**Data for review**
•••

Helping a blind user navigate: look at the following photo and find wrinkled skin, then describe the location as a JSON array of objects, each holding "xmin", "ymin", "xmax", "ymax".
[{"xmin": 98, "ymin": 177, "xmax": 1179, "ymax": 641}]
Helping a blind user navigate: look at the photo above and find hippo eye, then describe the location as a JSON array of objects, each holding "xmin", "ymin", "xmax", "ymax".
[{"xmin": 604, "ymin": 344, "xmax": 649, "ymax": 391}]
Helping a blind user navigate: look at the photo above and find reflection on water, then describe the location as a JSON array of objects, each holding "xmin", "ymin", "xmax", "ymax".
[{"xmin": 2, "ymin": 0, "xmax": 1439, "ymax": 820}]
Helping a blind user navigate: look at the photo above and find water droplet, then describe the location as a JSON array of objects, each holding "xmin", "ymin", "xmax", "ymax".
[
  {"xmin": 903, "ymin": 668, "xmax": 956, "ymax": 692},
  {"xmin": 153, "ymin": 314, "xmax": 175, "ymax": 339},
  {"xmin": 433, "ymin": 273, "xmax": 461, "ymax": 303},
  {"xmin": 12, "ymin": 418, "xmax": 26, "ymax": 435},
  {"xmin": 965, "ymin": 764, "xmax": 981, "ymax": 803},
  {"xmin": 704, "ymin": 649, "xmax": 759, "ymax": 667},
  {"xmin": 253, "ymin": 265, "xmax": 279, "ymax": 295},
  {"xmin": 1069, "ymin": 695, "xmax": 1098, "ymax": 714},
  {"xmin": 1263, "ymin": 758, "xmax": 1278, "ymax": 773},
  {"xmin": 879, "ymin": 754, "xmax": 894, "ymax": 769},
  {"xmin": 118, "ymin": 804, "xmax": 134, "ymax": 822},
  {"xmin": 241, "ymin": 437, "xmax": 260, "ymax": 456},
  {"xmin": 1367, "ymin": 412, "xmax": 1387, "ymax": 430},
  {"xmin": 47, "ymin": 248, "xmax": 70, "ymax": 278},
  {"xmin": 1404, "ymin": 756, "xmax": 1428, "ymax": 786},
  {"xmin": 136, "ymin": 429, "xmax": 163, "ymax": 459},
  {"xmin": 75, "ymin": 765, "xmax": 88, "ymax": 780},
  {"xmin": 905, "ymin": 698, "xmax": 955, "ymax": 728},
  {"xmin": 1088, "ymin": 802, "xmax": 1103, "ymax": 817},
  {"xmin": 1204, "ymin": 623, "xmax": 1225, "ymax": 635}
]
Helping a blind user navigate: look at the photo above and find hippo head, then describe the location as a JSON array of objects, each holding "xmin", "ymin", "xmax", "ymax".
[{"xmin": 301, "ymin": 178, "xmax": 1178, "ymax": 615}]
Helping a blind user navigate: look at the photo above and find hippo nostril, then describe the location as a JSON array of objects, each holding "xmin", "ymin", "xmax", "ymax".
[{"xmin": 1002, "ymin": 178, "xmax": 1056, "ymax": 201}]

•••

Having located the line containing "hippo head, then", set it down along with every line after it through the end of the data, reproducing each exactly.

**Solution to this task**
Helping a blind user navigate: look at the photo above and find hippo head, then describe the location as a JSON array of objects, each holding "xmin", "ymin", "xmax", "ymax".
[{"xmin": 301, "ymin": 178, "xmax": 1178, "ymax": 615}]
Helping a blind user navigate: look at the photo above and find hippo nostril, then describe the location as a JSON array of objects, each holding "xmin", "ymin", "xmax", "ymax".
[{"xmin": 1002, "ymin": 178, "xmax": 1056, "ymax": 201}]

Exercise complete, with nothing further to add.